#### Aim
From the line that contains "Find the frosted" through the closing line of the entries, write out each line exactly; pictures stay out.

"""

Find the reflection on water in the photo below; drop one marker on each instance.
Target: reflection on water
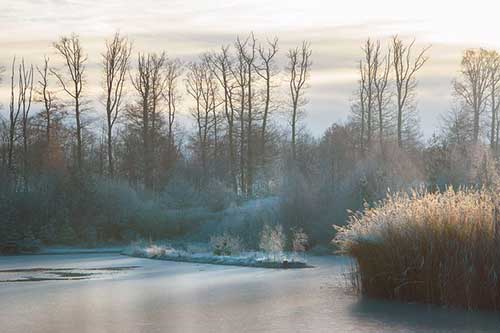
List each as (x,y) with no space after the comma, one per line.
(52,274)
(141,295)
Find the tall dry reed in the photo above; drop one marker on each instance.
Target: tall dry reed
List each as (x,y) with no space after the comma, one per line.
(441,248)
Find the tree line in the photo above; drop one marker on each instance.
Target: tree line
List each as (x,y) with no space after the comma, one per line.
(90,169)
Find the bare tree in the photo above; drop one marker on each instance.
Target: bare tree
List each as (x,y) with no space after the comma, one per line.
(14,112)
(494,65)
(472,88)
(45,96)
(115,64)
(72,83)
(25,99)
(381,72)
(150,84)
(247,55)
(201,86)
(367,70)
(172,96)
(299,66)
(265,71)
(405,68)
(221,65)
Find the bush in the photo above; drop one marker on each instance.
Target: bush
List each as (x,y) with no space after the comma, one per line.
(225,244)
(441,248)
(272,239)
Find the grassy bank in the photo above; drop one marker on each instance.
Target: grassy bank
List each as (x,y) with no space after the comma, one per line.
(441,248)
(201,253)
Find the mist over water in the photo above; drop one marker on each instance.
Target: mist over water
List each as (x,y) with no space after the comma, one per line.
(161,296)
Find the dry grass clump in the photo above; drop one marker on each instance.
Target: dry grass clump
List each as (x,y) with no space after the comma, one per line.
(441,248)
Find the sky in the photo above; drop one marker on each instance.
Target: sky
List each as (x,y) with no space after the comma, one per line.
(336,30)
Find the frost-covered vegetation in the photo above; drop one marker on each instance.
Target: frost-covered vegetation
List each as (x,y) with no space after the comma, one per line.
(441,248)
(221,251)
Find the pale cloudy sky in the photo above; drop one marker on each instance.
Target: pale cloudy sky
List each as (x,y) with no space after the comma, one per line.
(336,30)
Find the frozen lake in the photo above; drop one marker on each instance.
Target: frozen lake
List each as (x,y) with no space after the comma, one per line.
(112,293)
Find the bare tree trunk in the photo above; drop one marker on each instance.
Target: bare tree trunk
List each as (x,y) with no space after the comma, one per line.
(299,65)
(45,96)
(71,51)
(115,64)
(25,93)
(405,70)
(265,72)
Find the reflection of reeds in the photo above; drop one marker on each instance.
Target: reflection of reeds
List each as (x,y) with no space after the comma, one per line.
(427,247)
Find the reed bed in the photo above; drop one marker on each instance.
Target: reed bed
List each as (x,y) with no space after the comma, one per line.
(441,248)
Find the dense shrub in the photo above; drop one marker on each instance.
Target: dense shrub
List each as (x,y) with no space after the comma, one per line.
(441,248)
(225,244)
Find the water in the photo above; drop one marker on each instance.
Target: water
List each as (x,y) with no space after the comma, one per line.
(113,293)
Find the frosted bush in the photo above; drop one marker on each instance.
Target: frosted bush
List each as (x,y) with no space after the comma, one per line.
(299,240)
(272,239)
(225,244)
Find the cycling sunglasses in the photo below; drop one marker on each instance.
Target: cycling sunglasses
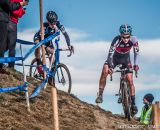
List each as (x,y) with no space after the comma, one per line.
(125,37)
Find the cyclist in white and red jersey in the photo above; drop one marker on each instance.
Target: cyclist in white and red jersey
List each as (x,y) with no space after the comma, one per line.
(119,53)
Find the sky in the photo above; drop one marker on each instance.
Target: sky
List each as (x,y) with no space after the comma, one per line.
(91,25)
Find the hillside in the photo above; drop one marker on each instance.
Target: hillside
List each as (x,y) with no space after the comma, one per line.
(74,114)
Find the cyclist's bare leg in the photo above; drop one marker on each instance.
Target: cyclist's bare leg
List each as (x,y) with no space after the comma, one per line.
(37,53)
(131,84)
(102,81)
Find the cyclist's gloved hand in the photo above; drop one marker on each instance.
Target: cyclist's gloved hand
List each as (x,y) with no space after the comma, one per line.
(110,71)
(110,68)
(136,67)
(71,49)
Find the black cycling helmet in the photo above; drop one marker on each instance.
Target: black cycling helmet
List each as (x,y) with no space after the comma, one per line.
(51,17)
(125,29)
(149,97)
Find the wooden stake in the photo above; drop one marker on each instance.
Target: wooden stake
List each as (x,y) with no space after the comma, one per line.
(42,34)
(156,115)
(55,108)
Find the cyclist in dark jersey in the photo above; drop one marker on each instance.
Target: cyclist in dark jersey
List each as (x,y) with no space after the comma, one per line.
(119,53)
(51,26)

"""

#### Solution for this task
Find the frosted bush in the photo above; drop one marker on each instance.
Target: frosted bush
List each as (x,y) with no space after the comma, one per line.
(299,240)
(272,239)
(225,244)
Find the cycling sunglasses in the photo below; drop one marker on each instance.
Target: cycling sunglasses
List each as (x,y) with no space after the comma, one per line.
(125,37)
Find the cyclist in white and red jersey in the photo above; drop one marker on each instance.
Target: cyclist in white and red jersey
List each as (x,y) with no space after the comma, one per line.
(119,53)
Find the sky in the photo above; drop one marker on each instance.
Target: sky
List each as (x,y) with no space after the comma, one per line.
(91,25)
Find the hillside in the photo above; drop one marker on each instance.
Target: hillside
List each as (x,y) with no space after the comma, one per line.
(74,114)
Find the cyclist's bare leg in the photo above; drop one marker on each instance.
Target: cyclist's bare leg
List each as (x,y) with no space after the comma, one per line.
(37,53)
(131,84)
(102,81)
Find the cyclist's gloved hand in the photo above; drop one marker on each instance.
Target: cyclist's gloved hand
List each as (x,y) with no space after the comma, one per line.
(110,71)
(110,68)
(136,67)
(71,49)
Find the black cycling helmet in the photo above; drop one marker on each instance.
Target: black cycling helmet
List each as (x,y) with no space after the comma, one per line.
(51,17)
(125,29)
(149,97)
Find the wooden stake in the photo above; drop one marker on each instance.
Target: wooden stake
List each as (x,y) with no space after the comma, one per line.
(42,34)
(156,115)
(55,108)
Find the cyclist in dark jersey in the photo above; drop one marker on each instance.
Target: cyclist in dark jersey
List each as (x,y) with no space after the comma, one per line.
(119,53)
(51,26)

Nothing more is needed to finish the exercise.